What is asked:
- A) In the text below, what was the temperature in Seoul every day that September?
- B) Set down the part of the text below from "Korean Fruit and Sodapop…" up to and including "over there now.", with no changes.
- C) For each statement, say whether the text below supports it, and quote the words that decide it: (i) Chilsung Cider tasted like 7Up. (ii) The writer arrived in Seoul in October 1997. (iii) Drink cans in Korea held more than the ones in North America.

Text:
╭──

Korean Fruit and Sodapop…

Chilsung Cider was a clear, fizzy soda that was common and many signs around Seoul advertised it. Maybe it was ₩700 for each small can of it and it tasted like our 7Up. This was around 80 cents/Canadian. Cans of many drinks in Korea were ‘slim’ and ‘skinny’ or short and ‘squat’ and did not hold as much as the ones in North America. This soda is still made and sold over there now.

I landed in Seoul on September 1st in 1997 and it was very warm and humid, whereas at home the weather would have been cool and I would have needed a sweater. That September Seoul was sunny every day and the temperature was always 28 degrees. The sun was relentlessly hot when I was outside. I was 12 hours behind from the time zone difference and had no friend at first. I had left my friends and family on the other side of the world. I did know I would be so alone but had not imagined being made to feel bad and alienated by the other westerners where I had to reside and work. I hadn’t thought that would happen to me. The awful feeling they gave me was much worse than the time change and the horrible ‘rotting’ smell from the market across the highway outside. And it was worse than the constant, horrible fear I had over there of getting lost and not being able to communicate about it. Also, I had not much money and would have to wait a month to get my first pay and this worried me terribly. What could I do? I had to go along and hope it would get better and that was hard to do.

╰──

Dataset extract:
╭──

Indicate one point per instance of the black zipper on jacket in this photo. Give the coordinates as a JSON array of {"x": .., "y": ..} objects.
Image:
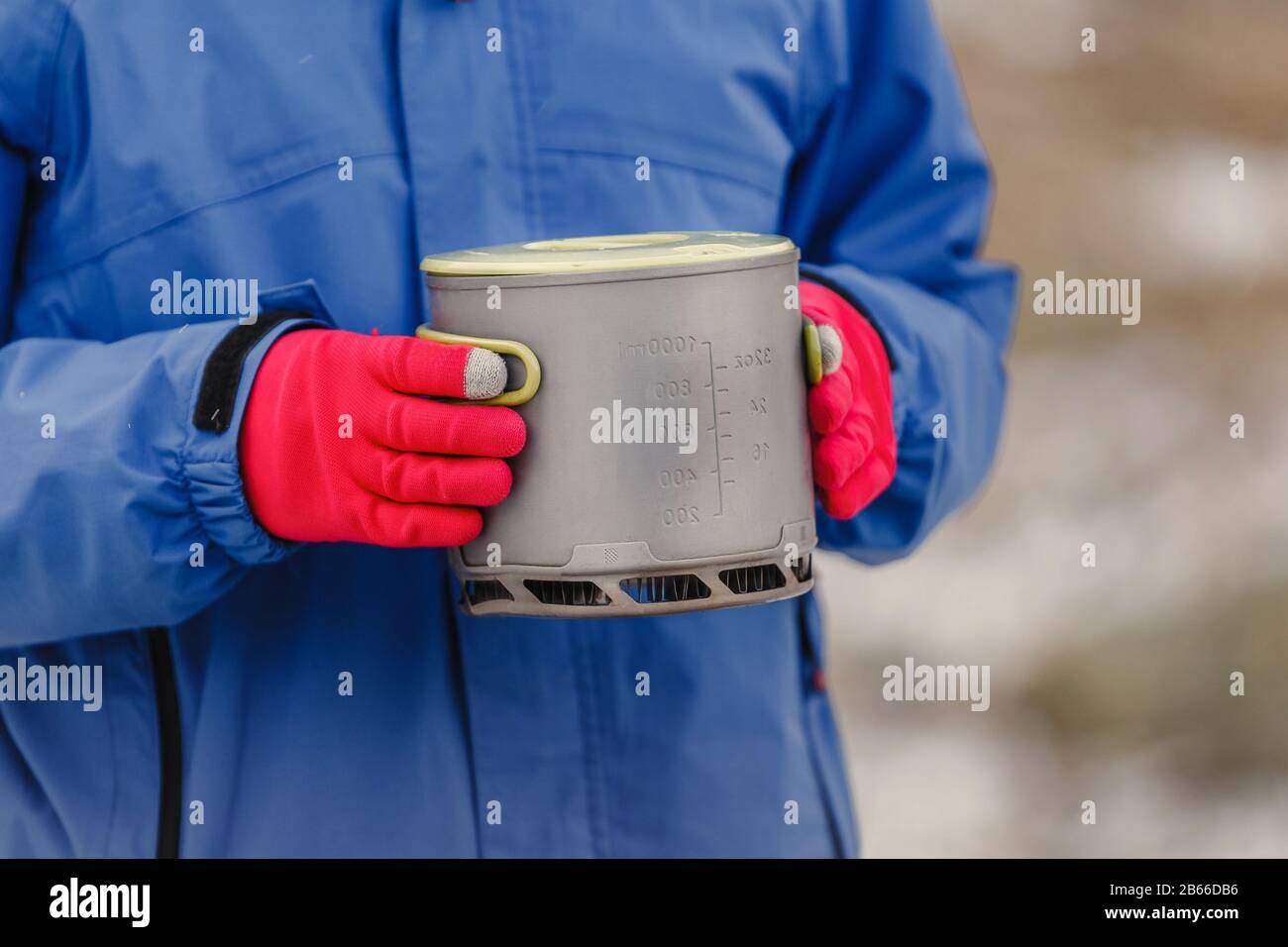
[{"x": 171, "y": 742}]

╰──

The responses:
- A) 28 degrees

- B)
Korean Fruit and Sodapop…

Chilsung Cider was a clear, fizzy soda that was common and many signs around Seoul advertised it. Maybe it was ₩700 for each small can of it and it tasted like our 7Up. This was around 80 cents/Canadian. Cans of many drinks in Korea were ‘slim’ and ‘skinny’ or short and ‘squat’ and did not hold as much as the ones in North America. This soda is still made and sold over there now.

- C)
(i) Yes: "it tasted like our 7Up"
(ii) No: "I landed in Seoul on September 1st in 1997"
(iii) No: "did not hold as much as the ones in North America"